**To do**
Reproduce every line of the records below character for character, omitting the pictures.

(Picture annotation entries)
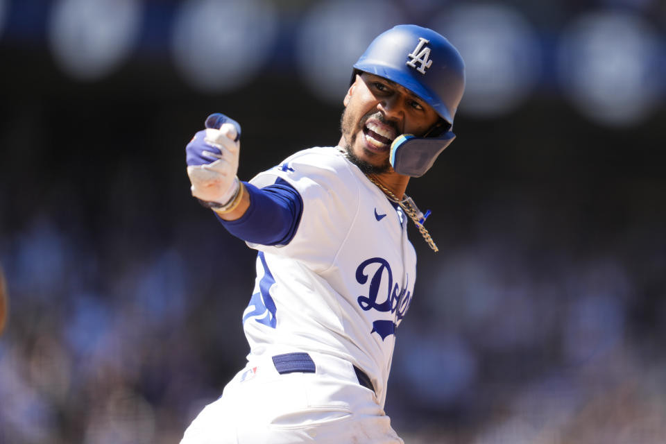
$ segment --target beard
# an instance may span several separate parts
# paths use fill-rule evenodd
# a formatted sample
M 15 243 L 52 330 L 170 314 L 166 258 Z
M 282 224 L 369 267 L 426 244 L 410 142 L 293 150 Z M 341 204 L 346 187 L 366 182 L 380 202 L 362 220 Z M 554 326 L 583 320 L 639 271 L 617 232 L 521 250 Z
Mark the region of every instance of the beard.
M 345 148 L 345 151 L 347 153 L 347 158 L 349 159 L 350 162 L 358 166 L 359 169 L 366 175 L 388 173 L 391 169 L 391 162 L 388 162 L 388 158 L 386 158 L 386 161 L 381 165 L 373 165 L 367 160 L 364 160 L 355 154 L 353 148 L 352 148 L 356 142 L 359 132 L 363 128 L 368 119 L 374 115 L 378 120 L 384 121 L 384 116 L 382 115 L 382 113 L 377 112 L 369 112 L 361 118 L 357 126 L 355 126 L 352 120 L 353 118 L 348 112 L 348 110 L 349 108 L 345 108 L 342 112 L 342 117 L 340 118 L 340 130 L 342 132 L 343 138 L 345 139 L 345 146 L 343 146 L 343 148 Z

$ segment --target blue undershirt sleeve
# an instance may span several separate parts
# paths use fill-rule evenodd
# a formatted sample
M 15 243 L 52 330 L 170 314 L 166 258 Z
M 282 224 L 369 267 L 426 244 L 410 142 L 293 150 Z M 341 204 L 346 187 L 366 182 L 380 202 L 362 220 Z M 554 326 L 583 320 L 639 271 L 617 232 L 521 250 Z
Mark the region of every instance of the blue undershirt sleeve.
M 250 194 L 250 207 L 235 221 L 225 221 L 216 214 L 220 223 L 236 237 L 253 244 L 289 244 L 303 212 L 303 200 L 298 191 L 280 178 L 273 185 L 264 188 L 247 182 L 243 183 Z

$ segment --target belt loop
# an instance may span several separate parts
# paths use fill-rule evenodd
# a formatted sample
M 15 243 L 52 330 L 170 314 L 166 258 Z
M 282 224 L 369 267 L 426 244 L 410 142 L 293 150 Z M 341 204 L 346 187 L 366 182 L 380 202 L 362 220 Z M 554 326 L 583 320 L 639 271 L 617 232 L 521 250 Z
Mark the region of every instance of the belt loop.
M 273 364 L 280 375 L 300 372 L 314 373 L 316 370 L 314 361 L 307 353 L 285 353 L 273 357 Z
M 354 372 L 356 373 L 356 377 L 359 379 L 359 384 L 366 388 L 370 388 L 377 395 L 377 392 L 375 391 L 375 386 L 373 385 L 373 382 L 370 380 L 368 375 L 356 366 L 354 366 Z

**Result of the task**
$ segment --target beard
# an instance may span several separate parts
# paths use fill-rule evenodd
# a formatted sample
M 15 243 L 52 330 L 170 314 L 166 258 Z
M 282 224 L 369 267 L 426 244 L 410 142 L 293 150 Z M 341 204 L 346 187 L 366 182 L 380 202 L 362 220 Z M 554 326 L 583 320 L 639 271 L 617 232 L 521 250 Z
Mark the region of every instance of the beard.
M 345 148 L 345 151 L 347 153 L 347 158 L 349 159 L 350 162 L 358 166 L 359 169 L 366 175 L 388 173 L 391 169 L 391 162 L 388 162 L 388 158 L 386 158 L 386 161 L 381 165 L 373 165 L 367 160 L 364 160 L 355 154 L 353 148 L 352 148 L 356 142 L 359 132 L 363 128 L 368 119 L 374 115 L 378 120 L 384 121 L 384 116 L 382 115 L 382 113 L 377 112 L 369 112 L 361 118 L 357 126 L 355 126 L 352 120 L 353 118 L 348 112 L 348 110 L 349 108 L 345 108 L 342 112 L 342 117 L 340 118 L 340 130 L 342 132 L 343 138 L 345 139 L 345 146 L 343 146 L 343 148 Z

$ segment --target blue undershirt sleeve
# an instance may span several separate parts
# paths use fill-rule evenodd
# a formatted sample
M 15 243 L 52 330 L 170 314 L 166 258 Z
M 282 224 L 369 267 L 426 244 L 410 142 L 293 150 Z M 341 204 L 346 187 L 366 182 L 380 202 L 362 220 Z M 554 326 L 583 320 L 639 271 L 617 232 L 521 250 Z
Mark the region of every instance of the blue undershirt sleeve.
M 250 194 L 250 207 L 235 221 L 225 221 L 216 214 L 220 223 L 236 237 L 253 244 L 289 244 L 303 212 L 303 200 L 298 191 L 280 178 L 273 185 L 264 188 L 247 182 L 243 183 Z

$ segment --target belt loop
# an instance may span several separate parts
# paths use fill-rule evenodd
# a formatted sample
M 15 243 L 52 330 L 170 314 L 166 258 Z
M 282 224 L 369 267 L 426 244 L 410 142 L 293 150 Z M 341 204 L 346 187 L 366 182 L 380 202 L 362 220 Z M 554 326 L 583 320 L 639 271 L 617 232 L 521 250 Z
Mark the region of every instance of the belt loop.
M 273 364 L 280 375 L 300 372 L 314 373 L 316 370 L 314 361 L 307 353 L 285 353 L 273 357 Z
M 354 372 L 356 373 L 356 377 L 359 379 L 359 384 L 366 388 L 370 388 L 377 395 L 377 392 L 375 391 L 375 386 L 373 385 L 373 382 L 370 380 L 368 375 L 356 366 L 354 366 Z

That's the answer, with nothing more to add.